- _RECORD LIST_
————————

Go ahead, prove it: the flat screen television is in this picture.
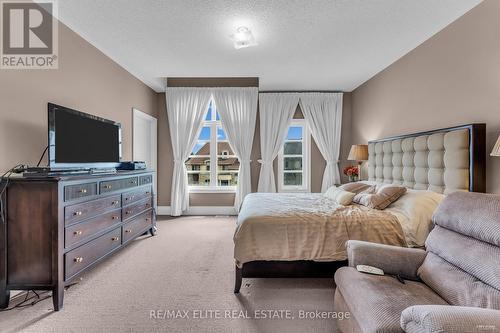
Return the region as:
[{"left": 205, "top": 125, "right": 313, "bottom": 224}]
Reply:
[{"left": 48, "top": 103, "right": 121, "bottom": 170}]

————————

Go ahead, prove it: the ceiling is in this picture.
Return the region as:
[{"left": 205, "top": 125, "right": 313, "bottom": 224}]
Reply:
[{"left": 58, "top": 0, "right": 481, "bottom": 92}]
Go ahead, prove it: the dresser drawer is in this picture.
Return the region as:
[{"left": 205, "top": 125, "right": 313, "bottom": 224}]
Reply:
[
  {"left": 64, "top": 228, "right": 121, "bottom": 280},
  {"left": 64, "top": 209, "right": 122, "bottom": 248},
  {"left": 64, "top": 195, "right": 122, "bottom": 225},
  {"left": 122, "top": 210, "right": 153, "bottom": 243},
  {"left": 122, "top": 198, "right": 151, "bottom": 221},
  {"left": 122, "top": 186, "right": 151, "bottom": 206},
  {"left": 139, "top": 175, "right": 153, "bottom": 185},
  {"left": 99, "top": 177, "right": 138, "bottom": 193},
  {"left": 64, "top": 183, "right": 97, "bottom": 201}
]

————————

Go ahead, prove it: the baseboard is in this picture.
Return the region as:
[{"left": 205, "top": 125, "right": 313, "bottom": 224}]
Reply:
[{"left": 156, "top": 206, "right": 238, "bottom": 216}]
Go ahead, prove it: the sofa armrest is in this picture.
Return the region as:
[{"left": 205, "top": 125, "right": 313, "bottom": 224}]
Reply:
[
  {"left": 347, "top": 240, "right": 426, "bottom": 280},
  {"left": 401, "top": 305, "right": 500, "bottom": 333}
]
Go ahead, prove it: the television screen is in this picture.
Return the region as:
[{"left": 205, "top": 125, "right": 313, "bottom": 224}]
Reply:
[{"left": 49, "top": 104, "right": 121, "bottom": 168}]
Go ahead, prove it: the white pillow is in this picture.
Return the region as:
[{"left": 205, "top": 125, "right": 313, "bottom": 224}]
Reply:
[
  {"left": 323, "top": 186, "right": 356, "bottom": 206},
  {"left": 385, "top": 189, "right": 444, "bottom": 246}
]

————————

How many lines in the records above contain the string "prove"? Case counts, so a match must have the same capitalization. Reply with the number alone.

7